Rewrite the material from its first line down to the line containing "372 213 400 277", both ends included, keeping every line and leaving all request text and sample coordinates unchanged. Add 127 to each number in the answer bounding-box coordinates.
--- start of LISTED ENTRIES ---
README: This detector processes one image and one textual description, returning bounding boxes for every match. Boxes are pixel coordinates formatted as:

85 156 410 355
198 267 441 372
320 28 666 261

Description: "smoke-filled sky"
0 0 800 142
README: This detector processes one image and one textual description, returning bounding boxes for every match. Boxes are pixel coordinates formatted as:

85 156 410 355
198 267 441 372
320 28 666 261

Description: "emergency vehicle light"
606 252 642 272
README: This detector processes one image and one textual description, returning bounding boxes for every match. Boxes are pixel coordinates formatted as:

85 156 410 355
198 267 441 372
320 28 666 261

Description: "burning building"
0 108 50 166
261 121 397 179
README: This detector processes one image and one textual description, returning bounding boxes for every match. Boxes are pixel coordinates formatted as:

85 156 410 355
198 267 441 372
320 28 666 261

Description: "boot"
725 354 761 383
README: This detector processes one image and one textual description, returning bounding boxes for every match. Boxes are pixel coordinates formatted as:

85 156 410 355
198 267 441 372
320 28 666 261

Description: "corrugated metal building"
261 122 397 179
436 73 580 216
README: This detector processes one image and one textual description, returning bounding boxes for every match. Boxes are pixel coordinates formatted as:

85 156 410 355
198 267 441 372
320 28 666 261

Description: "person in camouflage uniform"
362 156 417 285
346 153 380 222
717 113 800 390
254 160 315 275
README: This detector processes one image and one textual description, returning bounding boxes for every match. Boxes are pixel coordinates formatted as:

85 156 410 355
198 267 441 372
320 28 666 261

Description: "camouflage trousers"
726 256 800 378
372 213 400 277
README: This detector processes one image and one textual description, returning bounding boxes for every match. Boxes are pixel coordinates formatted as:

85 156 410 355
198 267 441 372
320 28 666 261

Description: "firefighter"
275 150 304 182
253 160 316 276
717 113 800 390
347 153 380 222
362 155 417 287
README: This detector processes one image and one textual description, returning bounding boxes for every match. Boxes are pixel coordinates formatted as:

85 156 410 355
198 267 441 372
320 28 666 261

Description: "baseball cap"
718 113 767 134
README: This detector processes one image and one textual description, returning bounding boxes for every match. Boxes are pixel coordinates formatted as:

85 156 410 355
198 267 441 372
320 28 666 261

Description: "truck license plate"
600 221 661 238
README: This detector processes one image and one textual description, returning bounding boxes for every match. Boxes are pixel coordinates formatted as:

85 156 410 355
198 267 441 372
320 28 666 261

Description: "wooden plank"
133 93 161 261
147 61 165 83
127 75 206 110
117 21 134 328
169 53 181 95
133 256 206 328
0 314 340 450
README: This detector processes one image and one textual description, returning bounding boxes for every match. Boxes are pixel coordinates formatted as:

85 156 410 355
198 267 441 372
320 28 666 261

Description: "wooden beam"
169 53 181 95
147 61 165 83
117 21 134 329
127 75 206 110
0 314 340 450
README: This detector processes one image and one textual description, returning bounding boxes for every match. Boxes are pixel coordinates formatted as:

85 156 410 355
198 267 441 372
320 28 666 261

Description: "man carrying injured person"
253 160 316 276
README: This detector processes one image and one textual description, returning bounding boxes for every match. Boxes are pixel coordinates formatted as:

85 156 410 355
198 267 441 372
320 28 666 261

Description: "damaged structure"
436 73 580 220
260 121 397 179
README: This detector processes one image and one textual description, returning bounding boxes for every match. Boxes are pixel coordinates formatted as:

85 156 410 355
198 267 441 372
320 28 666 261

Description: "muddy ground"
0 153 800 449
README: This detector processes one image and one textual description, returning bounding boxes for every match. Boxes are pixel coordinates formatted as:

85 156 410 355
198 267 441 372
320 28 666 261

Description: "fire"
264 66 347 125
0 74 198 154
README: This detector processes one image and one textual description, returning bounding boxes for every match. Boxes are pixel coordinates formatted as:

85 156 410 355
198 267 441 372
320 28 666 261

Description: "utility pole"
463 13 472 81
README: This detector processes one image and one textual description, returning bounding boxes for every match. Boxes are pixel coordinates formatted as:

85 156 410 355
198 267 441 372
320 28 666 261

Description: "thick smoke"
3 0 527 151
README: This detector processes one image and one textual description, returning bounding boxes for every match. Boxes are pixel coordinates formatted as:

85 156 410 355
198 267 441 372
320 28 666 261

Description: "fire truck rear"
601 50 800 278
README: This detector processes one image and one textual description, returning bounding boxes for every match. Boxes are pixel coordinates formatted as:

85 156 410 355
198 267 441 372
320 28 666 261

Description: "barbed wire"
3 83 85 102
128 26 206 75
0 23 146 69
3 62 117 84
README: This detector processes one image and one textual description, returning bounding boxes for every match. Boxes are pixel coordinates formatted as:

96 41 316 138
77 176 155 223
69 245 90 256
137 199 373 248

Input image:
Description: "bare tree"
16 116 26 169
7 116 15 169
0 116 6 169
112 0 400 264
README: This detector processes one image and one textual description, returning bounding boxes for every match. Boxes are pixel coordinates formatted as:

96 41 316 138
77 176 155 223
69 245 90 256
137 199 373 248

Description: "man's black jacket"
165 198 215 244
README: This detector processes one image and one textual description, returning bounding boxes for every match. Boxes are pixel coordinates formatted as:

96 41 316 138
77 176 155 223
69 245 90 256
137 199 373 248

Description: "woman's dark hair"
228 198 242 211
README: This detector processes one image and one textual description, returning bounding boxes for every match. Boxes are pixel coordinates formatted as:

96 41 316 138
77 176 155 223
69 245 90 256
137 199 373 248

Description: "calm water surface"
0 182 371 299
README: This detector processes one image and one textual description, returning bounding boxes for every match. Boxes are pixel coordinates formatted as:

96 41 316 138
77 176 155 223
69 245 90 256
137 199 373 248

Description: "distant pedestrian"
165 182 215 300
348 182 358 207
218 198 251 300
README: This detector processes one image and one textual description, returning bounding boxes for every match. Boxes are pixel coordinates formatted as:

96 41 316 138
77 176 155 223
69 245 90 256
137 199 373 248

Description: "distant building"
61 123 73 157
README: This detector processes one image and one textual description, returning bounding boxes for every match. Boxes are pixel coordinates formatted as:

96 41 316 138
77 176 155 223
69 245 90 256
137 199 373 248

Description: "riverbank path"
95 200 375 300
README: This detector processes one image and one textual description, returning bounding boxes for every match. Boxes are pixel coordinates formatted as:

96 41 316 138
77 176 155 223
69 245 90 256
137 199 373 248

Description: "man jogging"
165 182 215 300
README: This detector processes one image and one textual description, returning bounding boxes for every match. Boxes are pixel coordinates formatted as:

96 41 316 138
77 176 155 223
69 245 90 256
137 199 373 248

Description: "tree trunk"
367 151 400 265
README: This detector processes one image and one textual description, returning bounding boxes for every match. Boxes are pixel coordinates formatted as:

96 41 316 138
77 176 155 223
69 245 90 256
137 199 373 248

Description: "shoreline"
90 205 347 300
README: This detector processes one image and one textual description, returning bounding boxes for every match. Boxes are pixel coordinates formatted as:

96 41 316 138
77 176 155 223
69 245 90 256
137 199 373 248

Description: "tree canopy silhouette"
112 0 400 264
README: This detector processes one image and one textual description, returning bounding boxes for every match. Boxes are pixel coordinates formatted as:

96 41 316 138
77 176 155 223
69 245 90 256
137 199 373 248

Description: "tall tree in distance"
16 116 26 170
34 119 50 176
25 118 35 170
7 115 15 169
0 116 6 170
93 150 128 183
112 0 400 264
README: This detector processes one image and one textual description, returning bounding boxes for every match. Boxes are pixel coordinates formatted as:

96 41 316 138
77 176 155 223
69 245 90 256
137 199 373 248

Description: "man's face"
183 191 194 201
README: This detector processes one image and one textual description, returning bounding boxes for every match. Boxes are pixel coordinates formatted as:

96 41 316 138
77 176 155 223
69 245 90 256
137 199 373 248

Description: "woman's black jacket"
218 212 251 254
--- end of LISTED ENTRIES ---
**SOLVED EXERCISE:**
README: This detector processes one image and one textual description, returning bounding boxes for every match. Boxes are pixel coordinates formatted as:

85 156 410 355
198 267 441 372
320 28 666 261

Description: "smoke-filled sky"
127 127 927 269
README: This detector processes one image and one textual description, returning bounding boxes for every match. Boxes are pixel coordinates formatted as:

85 156 410 355
198 267 441 372
320 28 666 261

Description: "emergency vehicle light"
733 379 769 399
README: This detector processes one image and one textual description, returning bounding boxes for every match. Boxes are pixel coordinates formatted as:

85 156 410 355
198 267 441 372
320 28 666 261

Description: "burning building"
127 235 177 293
388 248 524 306
README: This detector processes one image and one textual description, returning bounding boxes for every match. Boxes are pixel coordinates formatted as:

85 156 410 355
198 267 441 372
320 28 666 261

Description: "boot"
852 481 888 510
README: This detector processes one image and one textual description, returning bounding boxes for every match. Boxes are pixel coordinates formatted as:

85 156 410 355
198 267 441 372
320 28 666 261

Description: "corrugated metal building"
388 249 524 306
563 200 707 343
README: This detector processes one image and one textual description, returning bounding boxes for every match. Boxes are pixel coordinates formatted as:

85 156 410 355
198 267 441 372
320 28 666 261

Description: "person in camouflage uniform"
489 283 544 412
473 280 507 349
844 240 927 517
381 287 442 402
README: This detector processes one image and one textual description, returning bounding boxes for every match. Boxes are pixel coordinates formatted as:

85 156 410 355
198 267 441 372
320 28 666 261

Description: "camouflage trousers"
853 383 927 505
499 340 527 404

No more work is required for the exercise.